# Consignes et exercices
[1] Répondez, s'il vous plaît, à ces questions sur le texte relatif aux sanctions visant la Libye :
(a) Au titre de quel paragraphe de la résolution 1970 (2011) la Suisse a-t-elle adressé sa notification ?
(b) De quels deux pays proviennent les lettres dont le Comité examine les réponses au sujet des avoirs gelés de l'Autorité libyenne d'investissement ?
(c) En application de quelle résolution le point focal du Gouvernement libyen a-t-il été nommé ?
[2] Dans le texte relatif aux sanctions visant la Libye, recopiez le passage qui commence par les mots contenant "En ce qui concerne" et finit par "encore précisé M. Tirumurti.", en remplaçant "Comité" par "Conseil".
[3] Prolongez le texte relatif aux sanctions visant la Libye à partir de sa dernière phrase.

# Document
◆ ◆ ◆ ◆ ◆

En ce qui concerne le gel des avoirs, aucune décision négative n’a été prise par le Comité concernant une notification de la Suisse en vertu du paragraphe 19 a) de la résolution 1970 (2011), a poursuivi le Président.  Le Comité examine également des notifications soumises par Bahreïn et le Luxembourg, le Comité ayant conseillé à ce dernier État Membre de soumettre une demande d’exemption en vertu du paragraphe 19(b) de la même résolution.  Le Comité examine actuellement les réponses aux lettres reçues de la Libye et de la Belgique, sur des questions liées aux avoirs gelés de l’Autorité libyenne d’investissement, a encore précisé M. Tirumurti. 

Dans le cadre des mesures visant à empêcher les exportations illicites de pétrole, y compris de pétrole brut et de produits pétroliers raffinés, en provenance de Libye, le Comité a reçu une lettre du point focal du Gouvernement libyen nommé en application de la résolution 2146 (2014), concernant une prétendue tentative d’exporter illégalement du pétrole brut en dehors du contrôle de la National Oil Corporation.  Le Groupe d’experts sur la Libye a également fait rapport au Comité sur cette question.

◆ ◆ ◆ ◆ ◆

# Enregistrements fournis
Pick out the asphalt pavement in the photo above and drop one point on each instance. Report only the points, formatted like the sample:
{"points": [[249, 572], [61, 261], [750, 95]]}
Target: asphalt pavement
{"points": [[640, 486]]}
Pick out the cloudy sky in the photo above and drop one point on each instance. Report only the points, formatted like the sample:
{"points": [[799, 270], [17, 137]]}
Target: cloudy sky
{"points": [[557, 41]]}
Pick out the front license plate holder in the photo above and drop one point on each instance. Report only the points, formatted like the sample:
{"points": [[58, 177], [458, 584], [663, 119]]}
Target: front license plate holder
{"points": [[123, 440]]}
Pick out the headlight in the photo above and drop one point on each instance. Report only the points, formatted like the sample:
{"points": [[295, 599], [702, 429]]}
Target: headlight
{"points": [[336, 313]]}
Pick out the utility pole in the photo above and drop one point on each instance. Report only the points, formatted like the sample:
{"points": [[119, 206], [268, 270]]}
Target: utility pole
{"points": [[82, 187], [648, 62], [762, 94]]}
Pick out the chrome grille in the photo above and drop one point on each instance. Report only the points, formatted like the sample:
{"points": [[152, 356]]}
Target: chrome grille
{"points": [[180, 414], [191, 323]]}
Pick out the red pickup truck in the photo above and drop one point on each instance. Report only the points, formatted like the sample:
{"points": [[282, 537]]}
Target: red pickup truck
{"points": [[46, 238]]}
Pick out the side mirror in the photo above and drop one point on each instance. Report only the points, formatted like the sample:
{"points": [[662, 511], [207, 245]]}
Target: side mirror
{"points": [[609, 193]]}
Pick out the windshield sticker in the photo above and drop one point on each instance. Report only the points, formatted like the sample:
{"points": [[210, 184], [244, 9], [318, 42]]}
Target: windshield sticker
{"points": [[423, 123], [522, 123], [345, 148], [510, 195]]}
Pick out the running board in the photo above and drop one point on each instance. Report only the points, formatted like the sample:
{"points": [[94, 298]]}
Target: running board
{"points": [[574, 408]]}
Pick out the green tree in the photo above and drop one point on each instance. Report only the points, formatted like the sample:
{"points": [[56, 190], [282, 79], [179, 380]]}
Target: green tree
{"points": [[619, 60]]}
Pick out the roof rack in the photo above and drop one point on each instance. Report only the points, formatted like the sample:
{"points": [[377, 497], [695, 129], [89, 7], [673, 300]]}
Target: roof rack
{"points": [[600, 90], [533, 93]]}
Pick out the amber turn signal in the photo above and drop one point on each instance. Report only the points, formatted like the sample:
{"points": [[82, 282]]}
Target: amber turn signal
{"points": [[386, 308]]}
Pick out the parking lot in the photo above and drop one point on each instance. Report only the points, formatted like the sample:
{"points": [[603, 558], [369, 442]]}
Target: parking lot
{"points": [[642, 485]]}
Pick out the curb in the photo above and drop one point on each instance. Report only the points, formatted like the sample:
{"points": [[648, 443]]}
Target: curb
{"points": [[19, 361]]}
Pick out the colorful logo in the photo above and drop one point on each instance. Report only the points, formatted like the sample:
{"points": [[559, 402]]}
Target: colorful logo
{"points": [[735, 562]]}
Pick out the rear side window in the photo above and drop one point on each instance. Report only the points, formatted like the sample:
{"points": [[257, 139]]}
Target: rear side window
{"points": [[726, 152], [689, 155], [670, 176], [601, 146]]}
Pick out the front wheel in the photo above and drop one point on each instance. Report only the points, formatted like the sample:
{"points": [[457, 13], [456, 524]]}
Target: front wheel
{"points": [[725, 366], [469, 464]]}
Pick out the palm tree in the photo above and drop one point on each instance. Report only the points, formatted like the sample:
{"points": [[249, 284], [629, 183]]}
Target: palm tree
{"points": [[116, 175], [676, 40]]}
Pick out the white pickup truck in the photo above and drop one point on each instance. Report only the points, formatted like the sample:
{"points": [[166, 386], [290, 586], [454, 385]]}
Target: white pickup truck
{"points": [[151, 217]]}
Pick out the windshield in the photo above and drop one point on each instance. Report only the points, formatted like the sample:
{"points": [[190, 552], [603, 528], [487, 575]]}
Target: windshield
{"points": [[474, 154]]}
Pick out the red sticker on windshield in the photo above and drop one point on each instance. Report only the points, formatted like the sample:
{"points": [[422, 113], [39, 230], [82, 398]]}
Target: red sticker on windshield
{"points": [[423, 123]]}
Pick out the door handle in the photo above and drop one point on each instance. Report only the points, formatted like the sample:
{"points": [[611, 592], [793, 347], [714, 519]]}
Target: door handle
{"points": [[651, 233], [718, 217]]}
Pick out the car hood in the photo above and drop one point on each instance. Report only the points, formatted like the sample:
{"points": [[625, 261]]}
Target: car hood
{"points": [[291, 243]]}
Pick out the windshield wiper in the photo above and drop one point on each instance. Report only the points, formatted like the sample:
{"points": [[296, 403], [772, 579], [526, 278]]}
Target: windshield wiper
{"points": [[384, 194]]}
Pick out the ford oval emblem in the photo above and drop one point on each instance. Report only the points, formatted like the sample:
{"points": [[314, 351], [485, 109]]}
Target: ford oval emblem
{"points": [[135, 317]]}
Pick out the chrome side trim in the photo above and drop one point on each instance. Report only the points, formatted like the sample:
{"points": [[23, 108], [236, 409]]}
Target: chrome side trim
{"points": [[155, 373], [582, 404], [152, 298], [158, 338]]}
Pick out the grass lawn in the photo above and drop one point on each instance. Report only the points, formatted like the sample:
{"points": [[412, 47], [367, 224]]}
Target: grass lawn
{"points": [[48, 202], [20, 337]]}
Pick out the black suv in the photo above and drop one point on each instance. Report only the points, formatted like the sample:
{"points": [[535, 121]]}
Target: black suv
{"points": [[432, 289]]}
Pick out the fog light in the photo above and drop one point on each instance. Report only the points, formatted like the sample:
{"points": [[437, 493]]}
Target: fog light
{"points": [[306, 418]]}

◆ ◆ ◆ ◆ ◆

# Corrigé des exercices
[1]
(a) Le paragraphe 19 a).
(b) La Libye et la Belgique.
(c) La résolution 2146 (2014).

[2]
En ce qui concerne le gel des avoirs, aucune décision négative n’a été prise par le Conseil concernant une notification de la Suisse en vertu du paragraphe 19 a) de la résolution 1970 (2011), a poursuivi le Président.  Le Conseil examine également des notifications soumises par Bahreïn et le Luxembourg, le Conseil ayant conseillé à ce dernier État Membre de soumettre une demande d’exemption en vertu du paragraphe 19(b) de la même résolution.  Le Conseil examine actuellement les réponses aux lettres reçues de la Libye et de la Belgique, sur des questions liées aux avoirs gelés de l’Autorité libyenne d’investissement, a encore précisé M. Tirumurti.

[3]
Enfin, en ce qui concerne la liste des sanctions, le Président du Comité a dit que celui-ci a reçu une demande de radiation de cinq individus, présentée par un État Membre.  L’examen de quatre demandes est en cours tandis que la cinquième n’a pas été admise par le Comité.  Par ailleurs, le Comité a reçu une quatrième communication du point focal de radiation créé en application de la résolution 1730 (2006), concernant la demande de radiation d’une personne inscrite sur la liste.  Le Comité a également mis à jour certaines informations d’identification d’un individu sur sa liste de sanctions, a précisé en conclusion le Président. 

Mme JAZIA JIBRIL MOHAMMED SHUAITER, juriste, militante et candidate aux élections législatives, a dit prendre la parole pour transmettre les vœux de la société civile libyenne.  Elle a dit que l’une des préoccupations du peuple en ce moment est de voir la situation politique s’améliorer.  Elle a remercié, au nom du peuple libyen, les efforts de la Conseillère spéciale.  Selon elle, la mise sur pied d’une nouvelle Constitution est cruciale, car c’est l’impasse sur cette question qui a prolongé la transition.  Le peuple libyen ne peut pas tenir un référendum sur la question de la Constitution du fait de l’intransigeance de certaines parties, a-t-elle déploré.  Elle a indiqué que le peuple libyen compte sur le soutien du Conseil de sécurité pour parvenir à l’adoption d’une Constitution qui garantira les droits et devoirs des populations.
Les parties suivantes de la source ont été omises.